DATA SUPPLIED:
────────────────────
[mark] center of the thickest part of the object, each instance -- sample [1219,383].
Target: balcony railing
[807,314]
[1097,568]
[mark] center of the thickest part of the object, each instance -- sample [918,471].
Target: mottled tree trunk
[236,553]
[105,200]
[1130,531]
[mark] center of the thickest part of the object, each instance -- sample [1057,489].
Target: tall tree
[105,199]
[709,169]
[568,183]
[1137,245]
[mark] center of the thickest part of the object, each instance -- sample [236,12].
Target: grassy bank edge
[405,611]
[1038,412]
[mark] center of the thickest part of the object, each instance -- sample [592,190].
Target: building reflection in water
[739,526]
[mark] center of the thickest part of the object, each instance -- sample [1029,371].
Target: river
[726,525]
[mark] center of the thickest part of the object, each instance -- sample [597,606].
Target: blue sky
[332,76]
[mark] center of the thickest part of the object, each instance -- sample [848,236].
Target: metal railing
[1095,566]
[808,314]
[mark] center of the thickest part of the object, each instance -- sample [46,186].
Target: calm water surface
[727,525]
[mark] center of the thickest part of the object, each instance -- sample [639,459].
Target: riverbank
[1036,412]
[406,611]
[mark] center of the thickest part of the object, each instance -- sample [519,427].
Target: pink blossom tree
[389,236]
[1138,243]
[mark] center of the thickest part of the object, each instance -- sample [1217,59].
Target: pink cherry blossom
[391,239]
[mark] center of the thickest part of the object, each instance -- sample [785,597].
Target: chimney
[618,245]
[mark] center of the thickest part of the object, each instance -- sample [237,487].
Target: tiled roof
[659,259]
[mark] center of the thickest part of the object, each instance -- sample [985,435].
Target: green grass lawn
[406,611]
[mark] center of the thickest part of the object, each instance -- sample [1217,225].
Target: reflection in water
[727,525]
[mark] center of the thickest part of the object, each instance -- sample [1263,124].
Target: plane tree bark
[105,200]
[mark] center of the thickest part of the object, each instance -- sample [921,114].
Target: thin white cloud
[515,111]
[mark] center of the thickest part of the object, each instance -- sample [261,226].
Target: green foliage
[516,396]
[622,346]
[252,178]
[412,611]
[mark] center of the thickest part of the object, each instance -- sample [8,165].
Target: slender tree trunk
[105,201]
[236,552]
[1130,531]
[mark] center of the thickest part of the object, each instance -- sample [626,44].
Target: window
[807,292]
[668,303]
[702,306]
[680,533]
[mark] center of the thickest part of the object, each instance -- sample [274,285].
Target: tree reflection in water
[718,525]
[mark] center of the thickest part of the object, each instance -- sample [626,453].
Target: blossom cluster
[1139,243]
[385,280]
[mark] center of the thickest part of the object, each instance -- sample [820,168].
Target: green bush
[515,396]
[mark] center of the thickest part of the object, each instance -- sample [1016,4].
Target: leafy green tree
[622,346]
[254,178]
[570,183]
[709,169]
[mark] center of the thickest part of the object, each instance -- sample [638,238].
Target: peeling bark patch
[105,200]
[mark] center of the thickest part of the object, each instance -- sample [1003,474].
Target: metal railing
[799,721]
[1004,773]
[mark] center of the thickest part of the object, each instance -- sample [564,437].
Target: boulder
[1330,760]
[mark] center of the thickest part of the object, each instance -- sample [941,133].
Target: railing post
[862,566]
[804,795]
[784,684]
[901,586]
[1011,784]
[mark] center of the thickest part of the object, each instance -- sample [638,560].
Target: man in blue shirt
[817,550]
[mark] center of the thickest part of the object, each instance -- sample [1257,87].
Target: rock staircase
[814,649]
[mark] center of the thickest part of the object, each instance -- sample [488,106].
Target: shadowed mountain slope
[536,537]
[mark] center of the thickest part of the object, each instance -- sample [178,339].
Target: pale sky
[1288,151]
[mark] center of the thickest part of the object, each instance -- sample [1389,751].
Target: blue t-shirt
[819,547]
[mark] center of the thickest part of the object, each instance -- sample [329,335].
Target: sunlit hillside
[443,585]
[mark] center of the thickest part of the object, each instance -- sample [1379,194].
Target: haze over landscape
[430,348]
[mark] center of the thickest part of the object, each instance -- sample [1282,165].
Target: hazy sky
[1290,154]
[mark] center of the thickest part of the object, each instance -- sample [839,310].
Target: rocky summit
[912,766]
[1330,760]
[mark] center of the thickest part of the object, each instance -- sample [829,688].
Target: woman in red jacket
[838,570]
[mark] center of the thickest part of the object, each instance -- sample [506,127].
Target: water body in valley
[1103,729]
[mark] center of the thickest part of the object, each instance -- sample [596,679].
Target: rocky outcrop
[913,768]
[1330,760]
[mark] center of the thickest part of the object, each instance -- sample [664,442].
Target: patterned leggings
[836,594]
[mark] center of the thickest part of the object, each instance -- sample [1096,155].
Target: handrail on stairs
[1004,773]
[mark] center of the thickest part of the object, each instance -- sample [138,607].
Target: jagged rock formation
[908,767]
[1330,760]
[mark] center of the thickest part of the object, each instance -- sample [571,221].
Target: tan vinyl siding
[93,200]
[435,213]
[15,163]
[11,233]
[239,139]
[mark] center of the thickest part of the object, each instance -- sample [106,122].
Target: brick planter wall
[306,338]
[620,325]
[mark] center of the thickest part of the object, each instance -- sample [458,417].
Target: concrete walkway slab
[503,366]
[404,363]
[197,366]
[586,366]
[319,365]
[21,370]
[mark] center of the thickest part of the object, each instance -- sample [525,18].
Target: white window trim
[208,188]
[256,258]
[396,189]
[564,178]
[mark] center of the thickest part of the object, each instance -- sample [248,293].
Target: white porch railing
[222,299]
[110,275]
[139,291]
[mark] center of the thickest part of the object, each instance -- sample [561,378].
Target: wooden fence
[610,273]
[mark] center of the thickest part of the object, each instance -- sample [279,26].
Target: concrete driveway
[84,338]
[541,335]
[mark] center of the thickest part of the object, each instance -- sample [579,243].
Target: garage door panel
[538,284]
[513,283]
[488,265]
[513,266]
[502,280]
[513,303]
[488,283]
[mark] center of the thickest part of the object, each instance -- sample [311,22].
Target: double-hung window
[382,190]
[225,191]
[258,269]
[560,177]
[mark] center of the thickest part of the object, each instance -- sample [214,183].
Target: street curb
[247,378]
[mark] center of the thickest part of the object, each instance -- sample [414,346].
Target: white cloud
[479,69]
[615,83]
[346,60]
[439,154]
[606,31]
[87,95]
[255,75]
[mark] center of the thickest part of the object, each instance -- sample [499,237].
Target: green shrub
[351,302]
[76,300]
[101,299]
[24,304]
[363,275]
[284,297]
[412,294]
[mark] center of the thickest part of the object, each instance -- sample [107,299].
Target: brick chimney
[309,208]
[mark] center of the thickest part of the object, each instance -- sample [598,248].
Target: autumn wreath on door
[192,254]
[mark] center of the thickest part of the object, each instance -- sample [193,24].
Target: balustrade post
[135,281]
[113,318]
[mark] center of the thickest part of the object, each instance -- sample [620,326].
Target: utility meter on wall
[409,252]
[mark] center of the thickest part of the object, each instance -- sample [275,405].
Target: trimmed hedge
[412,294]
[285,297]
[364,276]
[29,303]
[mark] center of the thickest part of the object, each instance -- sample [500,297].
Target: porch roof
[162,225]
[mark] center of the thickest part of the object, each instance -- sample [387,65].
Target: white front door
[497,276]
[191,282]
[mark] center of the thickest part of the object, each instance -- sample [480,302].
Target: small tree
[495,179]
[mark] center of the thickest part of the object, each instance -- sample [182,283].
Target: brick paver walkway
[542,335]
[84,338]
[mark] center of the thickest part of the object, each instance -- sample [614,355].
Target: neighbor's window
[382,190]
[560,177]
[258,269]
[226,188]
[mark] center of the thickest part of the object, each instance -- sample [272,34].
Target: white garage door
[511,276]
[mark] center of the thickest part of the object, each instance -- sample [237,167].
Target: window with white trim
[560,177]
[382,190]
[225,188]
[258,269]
────────────────────
THE TASK:
Repeat the data precisely, line by line.

ANSWER TO THIS TASK:
[mark] center of the thickest part of the object, each instance -- sample [1219,383].
Target: balcony railing
[807,314]
[1097,568]
[mark] center of the thickest part of the object, each instance -- sample [918,471].
Target: mottled tree trunk
[236,553]
[105,200]
[1130,531]
[mark] center of the thickest part of the object, each instance -- sample [1057,489].
Target: tall tree
[105,199]
[709,169]
[568,183]
[1137,245]
[mark] center of the thickest part of the object, each instance -- sample [236,12].
Target: grassy bank edge
[405,611]
[1038,412]
[mark] center of the thickest part of the object, each instance -- sample [592,190].
Target: building reflection in water
[739,526]
[mark] center of the thickest part of the object, each instance -- sample [1029,371].
Target: river
[726,525]
[mark] center of the thickest part of the object, each instance -- sample [597,606].
Target: blue sky
[332,76]
[mark] center of the thickest part of the object, each instance -- sample [848,236].
Target: metal railing
[1095,566]
[808,314]
[mark] center of the thickest part of the object, each instance -- sample [46,186].
Target: calm water surface
[727,525]
[mark] center of the thickest part of the object, each instance -- sample [639,459].
Target: riverbank
[1036,412]
[406,611]
[mark] center of the thickest part of the object, each instance -- sample [519,427].
Target: pink blossom tree
[389,236]
[1138,243]
[mark] center of the thickest part of the object, each instance -- sample [1217,59].
Target: pink cherry blossom
[391,239]
[mark] center of the thickest part of the object, each instance -- sample [785,597].
Target: chimney
[618,245]
[mark] center of the thickest part of the object, each instance -- sample [237,487].
Target: tiled roof
[659,259]
[mark] center of the thickest part of the object, each instance -- sample [985,435].
Target: green grass lawn
[406,611]
[mark] center of the thickest part of the object, each instance -- sample [1217,225].
Target: reflection in water
[727,525]
[mark] center of the thickest part of the object, each instance -- sample [1263,124].
Target: plane tree bark
[105,200]
[mark] center of the thickest part of the object, each instance -- sample [921,114].
Target: thin white cloud
[515,111]
[mark] center of the thickest part of the object, each instance -- sample [261,226].
Target: green foliage
[516,396]
[622,346]
[252,178]
[412,611]
[mark] center of the thickest part of the object, each instance -- sample [8,165].
Target: slender tree trunk
[105,201]
[236,552]
[1130,531]
[mark] center of the thickest part of the object, each instance -- sample [626,44].
Target: window
[807,292]
[668,303]
[702,306]
[680,533]
[mark] center of the thickest part of the object, each instance -- sample [274,285].
Target: tree reflection in water
[718,525]
[mark] center of the thickest part of the object, each instance -- sample [626,453].
Target: blossom cluster
[1139,243]
[385,280]
[mark] center of the thickest part of the object, each instance -- sample [820,168].
Target: green bush
[515,396]
[mark] center of the thickest part of the object, each instance -- sample [1016,4].
Target: leafy green tree
[622,346]
[254,178]
[570,183]
[709,169]
[mark] center of the thickest part of the object, each instance -- sample [638,238].
Target: peeling bark patch
[105,200]
[mark] center of the thickest part of the object, each instance -- sample [1003,474].
Target: metal railing
[799,721]
[1004,773]
[mark] center of the thickest part of the object, each instance -- sample [564,437].
Target: boulder
[1330,760]
[mark] center of the thickest part of the object, each instance -- sample [941,133].
Target: railing post
[862,566]
[804,795]
[784,684]
[901,586]
[1011,784]
[mark] center of the thickest part of the object, each instance -- sample [638,560].
Target: man in blue shirt
[817,550]
[mark] center of the thickest part of the object, each instance -- sample [1257,87].
Target: rock staircase
[814,649]
[mark] center of the thickest part of the object, each instance -- sample [488,106].
Target: shadowed mountain slope
[536,537]
[mark] center of the thickest part of the object, each instance -- sample [178,339].
Target: pale sky
[1288,151]
[mark] center of the thickest part of the object, each instance -- sample [1389,751].
Target: blue t-shirt
[819,547]
[mark] center of the thickest part of the object, each instance -- sample [329,335].
Target: sunlit hillside
[443,585]
[mark] center of the thickest part of the object, each instance -- sample [1379,194].
Target: haze over landscape
[430,348]
[mark] center of the thickest part of the object, each instance -- sample [1282,165].
Target: hazy sky
[1290,154]
[mark] center of the thickest part of the object, each instance -- sample [839,310].
Target: rocky summit
[912,766]
[1330,760]
[mark] center of the thickest part of the object, each instance -- sample [829,688].
Target: woman in red jacket
[838,570]
[mark] center of the thickest part of the object, each instance -- sample [506,127].
Target: water body in valley
[1103,729]
[mark] center of the thickest part of the object, each instance -- sample [596,679].
Target: rocky outcrop
[913,768]
[1330,760]
[mark] center of the thickest part of the object, each instance -- sample [664,442].
Target: patterned leggings
[836,594]
[mark] center of the thickest part of the object, each instance -- sample [1096,155].
Target: handrail on stairs
[1004,773]
[mark] center of the thickest part of the object, each instance -- sample [138,607].
Target: jagged rock formation
[908,767]
[1330,760]
[mark] center of the thickest part of the object, each instance -- sample [571,221].
Target: tan vinyl siding
[93,200]
[435,213]
[15,163]
[11,233]
[239,139]
[mark] center of the thickest part of the object, each instance -- sample [106,122].
Target: brick planter wall
[306,338]
[620,325]
[mark] center of the thickest part of the object, each instance -- sample [458,417].
Target: concrete walkway slab
[503,366]
[404,363]
[197,366]
[586,366]
[319,365]
[21,370]
[mark] center of the thickest part of the object, each instance -- sample [525,18].
Target: white window trim
[208,188]
[256,258]
[396,189]
[564,178]
[mark] center of the thickest part of the object, each instance -- sample [248,293].
Target: white porch railing
[222,299]
[110,275]
[139,291]
[mark] center of the thickest part of the object, each instance -- sample [561,378].
Target: wooden fence
[610,273]
[mark] center of the thickest part of the object, each instance -- sample [279,26].
Target: concrete driveway
[84,338]
[541,335]
[mark] center of the thickest part of the object, each instance -- sample [579,243].
Target: garage door panel
[538,284]
[513,283]
[488,265]
[513,266]
[502,280]
[513,303]
[488,283]
[mark] center of the thickest part of the object, each instance -- sample [311,22].
Target: double-hung window
[382,190]
[225,191]
[258,269]
[560,177]
[mark] center of the thickest part of the object, each instance -- sample [214,183].
Target: street curb
[247,378]
[mark] center of the thickest part of the object, each instance -- sample [414,346].
Target: white cloud
[479,69]
[615,83]
[346,60]
[439,154]
[606,31]
[87,95]
[255,75]
[mark] center of the thickest part of the object, each instance -- sample [499,237].
Target: green shrub
[351,302]
[76,300]
[101,299]
[24,304]
[363,275]
[284,297]
[412,294]
[mark] center of the thickest part of the object, each instance -- sample [107,299].
Target: brick chimney
[309,208]
[mark] center of the thickest part of the object, each instance -- sample [598,248].
Target: autumn wreath on door
[192,254]
[mark] center of the thickest part of the object, each instance -- sample [193,24].
Target: balustrade post
[135,281]
[113,318]
[mark] center of the thickest part of the object, each instance -- sample [620,326].
Target: utility meter on wall
[409,252]
[mark] center of the thickest part of the object, each instance -- sample [275,405].
Target: trimmed hedge
[412,294]
[285,297]
[364,276]
[29,303]
[mark] center of the thickest part of the object, each instance -- sample [500,297].
Target: porch roof
[162,225]
[mark] center of the thickest part of the object, each instance -- sample [387,65].
Target: white front door
[497,276]
[191,282]
[mark] center of the thickest part of the object, each instance -- sample [480,302].
Target: small tree
[495,179]
[mark] center of the thickest part of the object, each instance -- sample [182,283].
Target: brick paver walkway
[542,335]
[84,338]
[mark] center of the thickest part of the object, each instance -- sample [614,355].
Target: neighbor's window
[382,190]
[560,177]
[258,269]
[226,188]
[mark] center of the thickest part of the object, each instance -- sample [272,34].
Target: white garage door
[511,276]
[mark] center of the thickest part of the object, each instance -- sample [237,167].
Target: window with white trim
[560,177]
[382,190]
[225,188]
[258,269]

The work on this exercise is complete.